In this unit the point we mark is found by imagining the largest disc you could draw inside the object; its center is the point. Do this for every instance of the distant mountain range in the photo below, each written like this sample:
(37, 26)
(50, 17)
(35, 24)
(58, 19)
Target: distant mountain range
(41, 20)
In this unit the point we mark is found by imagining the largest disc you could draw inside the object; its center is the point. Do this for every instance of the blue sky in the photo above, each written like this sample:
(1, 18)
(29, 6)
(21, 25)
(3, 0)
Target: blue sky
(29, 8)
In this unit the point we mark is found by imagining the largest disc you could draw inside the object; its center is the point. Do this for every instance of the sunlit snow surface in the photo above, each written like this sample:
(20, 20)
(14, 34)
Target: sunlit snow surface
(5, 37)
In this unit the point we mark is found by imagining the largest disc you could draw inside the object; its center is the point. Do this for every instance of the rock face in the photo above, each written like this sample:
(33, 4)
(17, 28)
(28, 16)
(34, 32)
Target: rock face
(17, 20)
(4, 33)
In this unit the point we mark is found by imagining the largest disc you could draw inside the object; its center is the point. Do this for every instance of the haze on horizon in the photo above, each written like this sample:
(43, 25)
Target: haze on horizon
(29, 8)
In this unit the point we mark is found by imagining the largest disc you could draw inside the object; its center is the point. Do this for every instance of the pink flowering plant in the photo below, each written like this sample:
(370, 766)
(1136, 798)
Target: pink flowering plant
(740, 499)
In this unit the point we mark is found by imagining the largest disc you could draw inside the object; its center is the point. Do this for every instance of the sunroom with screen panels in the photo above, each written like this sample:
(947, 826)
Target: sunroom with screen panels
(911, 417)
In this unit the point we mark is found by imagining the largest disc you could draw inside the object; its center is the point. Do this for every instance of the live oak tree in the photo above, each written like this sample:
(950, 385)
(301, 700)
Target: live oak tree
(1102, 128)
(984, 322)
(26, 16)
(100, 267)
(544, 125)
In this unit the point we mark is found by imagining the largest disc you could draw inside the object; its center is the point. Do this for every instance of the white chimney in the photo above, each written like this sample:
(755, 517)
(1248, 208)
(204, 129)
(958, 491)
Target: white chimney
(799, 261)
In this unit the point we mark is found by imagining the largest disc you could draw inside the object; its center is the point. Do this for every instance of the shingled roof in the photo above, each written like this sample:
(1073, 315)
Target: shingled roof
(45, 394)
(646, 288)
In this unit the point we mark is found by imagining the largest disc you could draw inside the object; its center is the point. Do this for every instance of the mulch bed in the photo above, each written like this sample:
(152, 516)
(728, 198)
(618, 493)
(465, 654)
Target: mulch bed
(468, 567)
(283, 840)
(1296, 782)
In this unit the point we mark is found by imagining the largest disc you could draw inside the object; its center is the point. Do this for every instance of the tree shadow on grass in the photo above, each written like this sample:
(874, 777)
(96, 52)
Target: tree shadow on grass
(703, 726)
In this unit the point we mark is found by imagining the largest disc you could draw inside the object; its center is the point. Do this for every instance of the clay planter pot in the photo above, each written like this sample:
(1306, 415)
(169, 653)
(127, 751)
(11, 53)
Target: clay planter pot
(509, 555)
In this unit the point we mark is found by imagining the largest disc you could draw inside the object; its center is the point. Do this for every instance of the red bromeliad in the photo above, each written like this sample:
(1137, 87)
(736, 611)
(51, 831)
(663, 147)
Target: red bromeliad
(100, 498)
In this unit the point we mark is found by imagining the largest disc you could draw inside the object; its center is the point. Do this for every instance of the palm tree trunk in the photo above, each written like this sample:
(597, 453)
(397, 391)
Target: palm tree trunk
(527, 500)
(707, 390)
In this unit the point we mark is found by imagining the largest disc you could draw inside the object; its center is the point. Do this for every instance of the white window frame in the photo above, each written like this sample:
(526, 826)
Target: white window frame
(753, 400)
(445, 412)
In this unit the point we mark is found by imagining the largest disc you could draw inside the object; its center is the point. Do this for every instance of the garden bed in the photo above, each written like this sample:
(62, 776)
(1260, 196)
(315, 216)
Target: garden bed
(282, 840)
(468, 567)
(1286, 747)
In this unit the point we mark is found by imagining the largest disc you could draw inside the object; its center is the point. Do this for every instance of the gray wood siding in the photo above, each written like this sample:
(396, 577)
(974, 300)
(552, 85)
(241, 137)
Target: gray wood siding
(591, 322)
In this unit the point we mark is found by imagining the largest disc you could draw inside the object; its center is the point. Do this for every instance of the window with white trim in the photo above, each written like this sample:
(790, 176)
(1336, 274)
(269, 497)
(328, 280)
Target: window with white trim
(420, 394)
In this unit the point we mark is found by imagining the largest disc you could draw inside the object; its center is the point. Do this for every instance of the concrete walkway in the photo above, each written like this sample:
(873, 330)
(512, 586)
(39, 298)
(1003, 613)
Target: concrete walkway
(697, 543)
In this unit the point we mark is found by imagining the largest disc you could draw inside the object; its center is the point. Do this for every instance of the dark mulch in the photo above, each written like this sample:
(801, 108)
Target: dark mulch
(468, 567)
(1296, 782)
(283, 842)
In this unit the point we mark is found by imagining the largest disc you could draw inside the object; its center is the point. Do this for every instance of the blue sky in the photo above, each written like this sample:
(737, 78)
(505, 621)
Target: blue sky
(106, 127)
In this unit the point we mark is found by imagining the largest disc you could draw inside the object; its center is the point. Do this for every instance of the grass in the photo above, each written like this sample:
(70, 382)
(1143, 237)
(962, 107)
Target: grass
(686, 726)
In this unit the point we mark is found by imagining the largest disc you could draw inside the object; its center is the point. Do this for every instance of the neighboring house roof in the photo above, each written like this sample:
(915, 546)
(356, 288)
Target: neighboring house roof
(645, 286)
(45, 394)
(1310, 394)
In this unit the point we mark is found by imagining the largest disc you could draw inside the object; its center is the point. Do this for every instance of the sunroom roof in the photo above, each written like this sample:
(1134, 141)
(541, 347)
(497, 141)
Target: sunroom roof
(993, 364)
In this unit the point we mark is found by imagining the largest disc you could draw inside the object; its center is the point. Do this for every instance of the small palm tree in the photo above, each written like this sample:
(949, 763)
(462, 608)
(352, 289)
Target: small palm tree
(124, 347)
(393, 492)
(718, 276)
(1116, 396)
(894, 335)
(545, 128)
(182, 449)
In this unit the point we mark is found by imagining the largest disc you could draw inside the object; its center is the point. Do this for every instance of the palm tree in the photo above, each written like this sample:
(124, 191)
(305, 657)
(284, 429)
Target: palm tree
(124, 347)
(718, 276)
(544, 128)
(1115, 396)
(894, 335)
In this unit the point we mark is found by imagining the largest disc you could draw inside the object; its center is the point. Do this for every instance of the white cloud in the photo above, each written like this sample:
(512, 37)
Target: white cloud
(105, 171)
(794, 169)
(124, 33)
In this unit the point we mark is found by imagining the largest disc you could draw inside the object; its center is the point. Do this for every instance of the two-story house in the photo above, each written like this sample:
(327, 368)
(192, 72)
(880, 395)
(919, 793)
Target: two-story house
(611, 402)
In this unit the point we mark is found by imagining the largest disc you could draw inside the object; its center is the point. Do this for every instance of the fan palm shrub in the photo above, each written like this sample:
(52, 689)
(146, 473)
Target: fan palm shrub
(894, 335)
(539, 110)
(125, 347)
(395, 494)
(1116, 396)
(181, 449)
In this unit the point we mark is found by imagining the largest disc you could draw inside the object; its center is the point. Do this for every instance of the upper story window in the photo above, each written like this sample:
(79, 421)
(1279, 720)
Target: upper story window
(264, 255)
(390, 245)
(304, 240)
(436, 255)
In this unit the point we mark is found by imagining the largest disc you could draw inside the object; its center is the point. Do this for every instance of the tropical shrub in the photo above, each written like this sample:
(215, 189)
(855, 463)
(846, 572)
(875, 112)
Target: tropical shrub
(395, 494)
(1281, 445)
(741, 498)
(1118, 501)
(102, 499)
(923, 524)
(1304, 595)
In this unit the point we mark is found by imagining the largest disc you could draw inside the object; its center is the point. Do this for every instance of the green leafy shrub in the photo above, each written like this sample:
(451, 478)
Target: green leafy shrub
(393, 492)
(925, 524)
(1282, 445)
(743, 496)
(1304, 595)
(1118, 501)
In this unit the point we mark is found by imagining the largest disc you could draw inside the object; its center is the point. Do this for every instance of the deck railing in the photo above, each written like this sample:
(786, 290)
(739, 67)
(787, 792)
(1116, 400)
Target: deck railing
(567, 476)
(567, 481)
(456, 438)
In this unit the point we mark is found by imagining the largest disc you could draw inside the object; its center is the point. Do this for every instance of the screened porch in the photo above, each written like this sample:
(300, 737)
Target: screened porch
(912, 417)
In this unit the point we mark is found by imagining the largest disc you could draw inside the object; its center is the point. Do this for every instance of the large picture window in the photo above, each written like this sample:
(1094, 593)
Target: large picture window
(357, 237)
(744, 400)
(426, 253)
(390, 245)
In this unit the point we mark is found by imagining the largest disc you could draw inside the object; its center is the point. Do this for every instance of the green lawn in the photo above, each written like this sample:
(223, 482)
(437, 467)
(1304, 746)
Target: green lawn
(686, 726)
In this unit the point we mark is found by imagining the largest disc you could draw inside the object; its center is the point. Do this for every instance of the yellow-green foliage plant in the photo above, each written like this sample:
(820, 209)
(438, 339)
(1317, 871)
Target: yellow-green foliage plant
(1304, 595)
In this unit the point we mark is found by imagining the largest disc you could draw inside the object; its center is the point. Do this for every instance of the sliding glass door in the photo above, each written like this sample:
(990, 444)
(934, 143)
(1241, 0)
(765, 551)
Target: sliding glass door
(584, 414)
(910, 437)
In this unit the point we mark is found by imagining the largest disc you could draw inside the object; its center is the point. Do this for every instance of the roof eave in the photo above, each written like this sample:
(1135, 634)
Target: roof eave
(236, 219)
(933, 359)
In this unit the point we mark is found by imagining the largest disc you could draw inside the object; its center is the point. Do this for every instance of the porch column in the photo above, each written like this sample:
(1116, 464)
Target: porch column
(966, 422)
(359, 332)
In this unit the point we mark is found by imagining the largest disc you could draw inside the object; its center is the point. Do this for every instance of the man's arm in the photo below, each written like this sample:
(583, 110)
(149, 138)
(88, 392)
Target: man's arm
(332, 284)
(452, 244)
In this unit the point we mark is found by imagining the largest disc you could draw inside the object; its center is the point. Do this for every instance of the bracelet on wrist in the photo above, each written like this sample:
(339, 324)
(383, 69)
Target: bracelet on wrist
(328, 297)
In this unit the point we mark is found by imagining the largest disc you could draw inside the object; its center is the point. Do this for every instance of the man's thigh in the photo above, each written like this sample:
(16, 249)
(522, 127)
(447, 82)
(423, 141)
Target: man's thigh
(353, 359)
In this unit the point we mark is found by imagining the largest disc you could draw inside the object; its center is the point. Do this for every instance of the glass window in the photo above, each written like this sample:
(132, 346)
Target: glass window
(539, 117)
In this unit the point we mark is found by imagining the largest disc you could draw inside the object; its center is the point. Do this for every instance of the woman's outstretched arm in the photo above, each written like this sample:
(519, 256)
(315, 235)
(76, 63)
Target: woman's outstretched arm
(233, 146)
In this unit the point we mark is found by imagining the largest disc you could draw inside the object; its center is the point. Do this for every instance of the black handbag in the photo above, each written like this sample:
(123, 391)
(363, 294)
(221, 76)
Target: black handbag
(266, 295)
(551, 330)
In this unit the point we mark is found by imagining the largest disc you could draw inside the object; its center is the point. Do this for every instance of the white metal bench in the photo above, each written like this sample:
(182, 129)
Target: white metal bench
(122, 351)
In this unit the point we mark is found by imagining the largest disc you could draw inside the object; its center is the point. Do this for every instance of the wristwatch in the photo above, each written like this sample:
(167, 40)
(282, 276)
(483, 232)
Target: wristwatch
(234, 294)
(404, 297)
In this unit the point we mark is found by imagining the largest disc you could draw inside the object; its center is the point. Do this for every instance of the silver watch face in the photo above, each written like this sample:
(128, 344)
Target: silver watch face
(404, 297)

_____

• **Task prompt**: Repeat word for word the lines running from the line containing "of the glass" to the end of the entries above, inclusive.

• **Correct output**:
In this unit the point we mark is found by imagining the largest disc you could draw inside the object; its center is the point. Do this for every instance of the glass window in the photo above, each written like this sample:
(132, 346)
Target: glass window
(539, 117)
In this unit the point we mark is found by imagining the largest disc you could draw inside the object; its center is the point. Do this for every instance of the woman's outstretched arm in the photo above, each written like this sample:
(519, 256)
(315, 235)
(76, 63)
Target: woman's outstretched arm
(233, 146)
In this unit the point we mark is found by imagining the largest disc you could draw inside the object; its center is the point. Do this for every instance of the black handbag in the photo above, each written like this sample:
(123, 391)
(363, 294)
(221, 76)
Target: black handbag
(266, 295)
(551, 330)
In this unit the point we mark is found by imagining the largest disc you could draw inside the object; its center is the point. Do this for every instance of the white metal bench in the photo above, each written like this sample:
(182, 129)
Target: white metal bench
(122, 351)
In this unit the point we mark is found by imagining the largest disc you could draw inside the object; its center is the point. Do this for every instance of the wristwatch in the photo above, each written like this sample:
(167, 40)
(282, 276)
(483, 232)
Target: wristwatch
(234, 294)
(404, 297)
In this unit the point we mark is found by imagining the largest disc you could draw inside the object; its center is the point. Do this for every instance of the silver watch face in the photo above, each written like this sample:
(128, 344)
Target: silver watch face
(404, 297)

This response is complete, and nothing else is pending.